• Document segment

[M3devel] M3 programming problem : GC efficiency / per-thread storage areas?

Tue Oct 21 17:17:24 CEST 2008

Also, turn off assertions.

On 21 Oct 2008, at 15:54, Tony Hosking wrote:

> I have one more question that I forgot to ask before.  Did you  
> evaluate performance with -O3 optimization in the backend?
>
> Generally, I have the following in my m3_backend specs so that  
> turning on optimization results in -O3 (and lots of lovely inlining):
>
> proc m3_backend (source, object, optimize, debug) is
>  local args =
>  [
>    "-m32",
>    "-quiet",
>    source,
>    "-o",
>    object,
>    % fPIC really is needed here, despite man gcc saying it is the  
> default.
>    % This is because man gcc is about Apple's gcc but m3cg is
>    % built from FSF source.
>    "-fPIC",
>    "-fno-reorder-blocks"
>  ]
>  if optimize  args += "-O3"  end
>  if debug     args += "-gstabs"  end
>  if M3_PROFILING args += "-p" end
>  return try_exec (m3back, args)

• Excerpted data
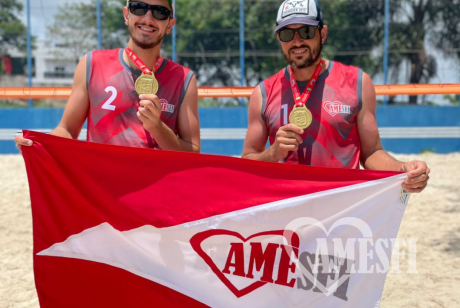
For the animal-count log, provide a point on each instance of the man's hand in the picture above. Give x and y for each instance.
(149, 111)
(287, 139)
(21, 141)
(417, 176)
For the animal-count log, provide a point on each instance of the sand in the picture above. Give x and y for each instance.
(432, 217)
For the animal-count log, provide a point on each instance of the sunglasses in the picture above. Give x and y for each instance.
(140, 9)
(305, 33)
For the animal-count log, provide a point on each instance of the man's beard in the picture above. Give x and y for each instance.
(309, 61)
(146, 44)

• Directives
1 - Return the passage of the M3 backend post starting at "Also, turn off" and ending at "in the backend?", copied word for word.
2 - List every quoted string placed in the initial `args` list of the M3 backend post.
3 - According to the comment in the M3 backend post, why is `-fPIC` needed even though `man gcc` says it is the default?

• Response list
1 -
Also, turn off assertions.

On 21 Oct 2008, at 15:54, Tony Hosking wrote:

> I have one more question that I forgot to ask before.  Did you  
> evaluate performance with -O3 optimization in the backend?

2 -
"-m32"
"-quiet"
"-o"
"-fPIC"
"-fno-reorder-blocks"

3 - `man gcc` describes Apple's gcc, but m3cg is built from FSF source.